= Activity =
Copy out exactly the lines from the one containing "Query: parked car" to the end of the records below, both included, and nothing else.

· · ·

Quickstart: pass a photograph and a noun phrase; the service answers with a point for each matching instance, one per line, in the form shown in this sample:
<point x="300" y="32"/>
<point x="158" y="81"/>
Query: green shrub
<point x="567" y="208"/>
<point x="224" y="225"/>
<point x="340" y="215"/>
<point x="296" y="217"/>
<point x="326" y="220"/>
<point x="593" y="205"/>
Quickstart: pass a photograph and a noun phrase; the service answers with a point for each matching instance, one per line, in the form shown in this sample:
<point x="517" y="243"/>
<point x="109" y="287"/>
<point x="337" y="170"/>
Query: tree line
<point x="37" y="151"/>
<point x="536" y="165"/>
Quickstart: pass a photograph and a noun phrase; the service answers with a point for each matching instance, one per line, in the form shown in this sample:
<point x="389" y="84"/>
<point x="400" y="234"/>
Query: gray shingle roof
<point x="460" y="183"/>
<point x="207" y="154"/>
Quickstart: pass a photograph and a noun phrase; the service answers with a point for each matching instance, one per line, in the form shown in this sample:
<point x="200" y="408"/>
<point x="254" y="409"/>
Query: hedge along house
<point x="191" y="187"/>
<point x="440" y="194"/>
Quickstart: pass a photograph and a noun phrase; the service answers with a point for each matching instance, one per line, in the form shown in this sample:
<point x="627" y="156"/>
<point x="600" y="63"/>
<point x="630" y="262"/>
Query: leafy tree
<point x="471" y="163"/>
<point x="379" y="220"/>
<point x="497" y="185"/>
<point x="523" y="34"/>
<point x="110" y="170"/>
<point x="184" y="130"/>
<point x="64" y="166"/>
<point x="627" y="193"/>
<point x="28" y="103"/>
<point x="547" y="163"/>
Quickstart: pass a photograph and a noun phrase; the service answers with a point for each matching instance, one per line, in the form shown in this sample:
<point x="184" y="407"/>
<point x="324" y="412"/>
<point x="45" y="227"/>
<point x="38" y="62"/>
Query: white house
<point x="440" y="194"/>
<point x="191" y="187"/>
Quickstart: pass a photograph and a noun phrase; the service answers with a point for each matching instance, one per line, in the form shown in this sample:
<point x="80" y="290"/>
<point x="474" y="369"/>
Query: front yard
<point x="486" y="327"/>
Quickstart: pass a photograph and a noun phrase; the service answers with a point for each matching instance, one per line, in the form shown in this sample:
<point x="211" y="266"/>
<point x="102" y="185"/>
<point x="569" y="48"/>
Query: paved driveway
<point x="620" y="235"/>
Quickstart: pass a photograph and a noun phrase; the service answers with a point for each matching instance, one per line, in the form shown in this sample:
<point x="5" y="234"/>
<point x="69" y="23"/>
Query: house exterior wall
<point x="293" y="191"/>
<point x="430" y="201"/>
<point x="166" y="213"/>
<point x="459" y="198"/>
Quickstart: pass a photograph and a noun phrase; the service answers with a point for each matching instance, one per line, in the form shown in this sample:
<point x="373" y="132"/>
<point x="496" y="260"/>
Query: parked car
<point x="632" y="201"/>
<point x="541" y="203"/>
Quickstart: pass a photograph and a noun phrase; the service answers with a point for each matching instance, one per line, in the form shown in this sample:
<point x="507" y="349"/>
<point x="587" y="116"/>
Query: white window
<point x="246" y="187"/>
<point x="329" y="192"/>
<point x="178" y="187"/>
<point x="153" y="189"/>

· · ·

= Output of the exercise =
Query: parked car
<point x="632" y="201"/>
<point x="541" y="203"/>
Quickstart: pass a photograph and a noun phrase; the service answers with a point for each matching instance, one per line, in the form shown in this sample:
<point x="507" y="349"/>
<point x="587" y="116"/>
Query: white window
<point x="246" y="187"/>
<point x="329" y="192"/>
<point x="178" y="187"/>
<point x="153" y="189"/>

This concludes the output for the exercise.